**Written instruction**
Arrange the lines from the one containing "background in this photo." up to and including the one containing "Target: spectator wearing hat" as a numbered list, leaving out blank lines and any other lines.

**Task input**
------------------------------------------------------------

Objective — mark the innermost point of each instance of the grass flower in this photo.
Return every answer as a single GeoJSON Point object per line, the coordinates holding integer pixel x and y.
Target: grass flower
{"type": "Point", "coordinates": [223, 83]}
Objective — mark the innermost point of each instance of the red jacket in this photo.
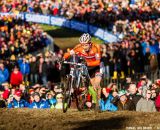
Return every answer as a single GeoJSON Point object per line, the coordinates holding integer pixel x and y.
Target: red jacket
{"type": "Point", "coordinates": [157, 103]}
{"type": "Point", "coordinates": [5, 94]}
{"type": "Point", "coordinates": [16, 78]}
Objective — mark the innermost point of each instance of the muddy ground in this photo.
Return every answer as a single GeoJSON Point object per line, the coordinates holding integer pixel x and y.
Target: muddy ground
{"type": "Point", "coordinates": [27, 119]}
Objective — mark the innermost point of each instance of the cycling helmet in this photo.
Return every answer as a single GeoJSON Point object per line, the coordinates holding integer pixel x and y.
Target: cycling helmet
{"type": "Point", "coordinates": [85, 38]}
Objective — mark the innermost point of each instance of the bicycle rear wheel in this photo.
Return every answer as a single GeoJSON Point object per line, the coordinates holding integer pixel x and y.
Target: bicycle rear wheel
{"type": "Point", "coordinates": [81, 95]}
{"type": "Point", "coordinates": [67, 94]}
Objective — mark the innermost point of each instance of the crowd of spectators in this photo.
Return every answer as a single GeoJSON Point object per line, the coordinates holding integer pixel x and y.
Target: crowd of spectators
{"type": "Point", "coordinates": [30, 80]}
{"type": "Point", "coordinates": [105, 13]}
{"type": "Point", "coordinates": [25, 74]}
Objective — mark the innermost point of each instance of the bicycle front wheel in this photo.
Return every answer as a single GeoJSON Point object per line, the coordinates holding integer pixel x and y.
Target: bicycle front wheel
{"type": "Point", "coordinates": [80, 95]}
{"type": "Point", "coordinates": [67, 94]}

------------------------------------------------------------

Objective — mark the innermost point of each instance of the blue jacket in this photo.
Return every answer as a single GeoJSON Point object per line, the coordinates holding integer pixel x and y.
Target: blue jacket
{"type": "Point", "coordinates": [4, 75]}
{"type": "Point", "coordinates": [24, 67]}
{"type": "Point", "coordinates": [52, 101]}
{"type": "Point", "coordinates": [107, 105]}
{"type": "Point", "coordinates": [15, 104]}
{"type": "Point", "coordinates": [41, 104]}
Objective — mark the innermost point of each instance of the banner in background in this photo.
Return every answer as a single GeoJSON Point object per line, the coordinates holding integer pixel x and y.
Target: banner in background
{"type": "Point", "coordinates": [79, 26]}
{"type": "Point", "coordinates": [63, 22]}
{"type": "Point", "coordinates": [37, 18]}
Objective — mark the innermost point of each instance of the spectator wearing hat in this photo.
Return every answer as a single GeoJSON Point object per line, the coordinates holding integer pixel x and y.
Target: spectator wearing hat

------------------------------------------------------------

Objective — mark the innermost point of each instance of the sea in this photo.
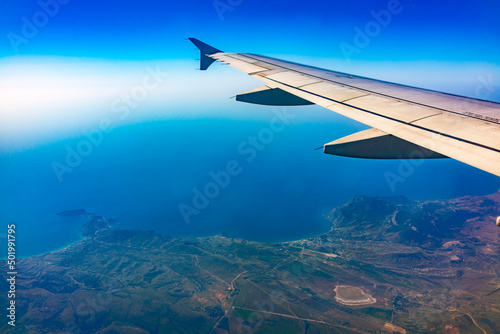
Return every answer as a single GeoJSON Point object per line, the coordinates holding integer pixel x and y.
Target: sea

------------------------------------------------------------

**Response to this exercise**
1. Objective — mark the innermost point of each instance of the banner in background in this photo.
2. Return every answer as a single GeoJSON Point object per line, the coordinates holding integer pixel x and y.
3. Target: banner in background
4. {"type": "Point", "coordinates": [79, 26]}
5. {"type": "Point", "coordinates": [63, 22]}
6. {"type": "Point", "coordinates": [37, 18]}
7. Objective — mark the innermost point of each instance of the spectator wearing hat in this photo.
8. Return every answer as a single GeoJSON Point object per line, the coordinates holding integer pixel x and y.
9. Target: spectator wearing hat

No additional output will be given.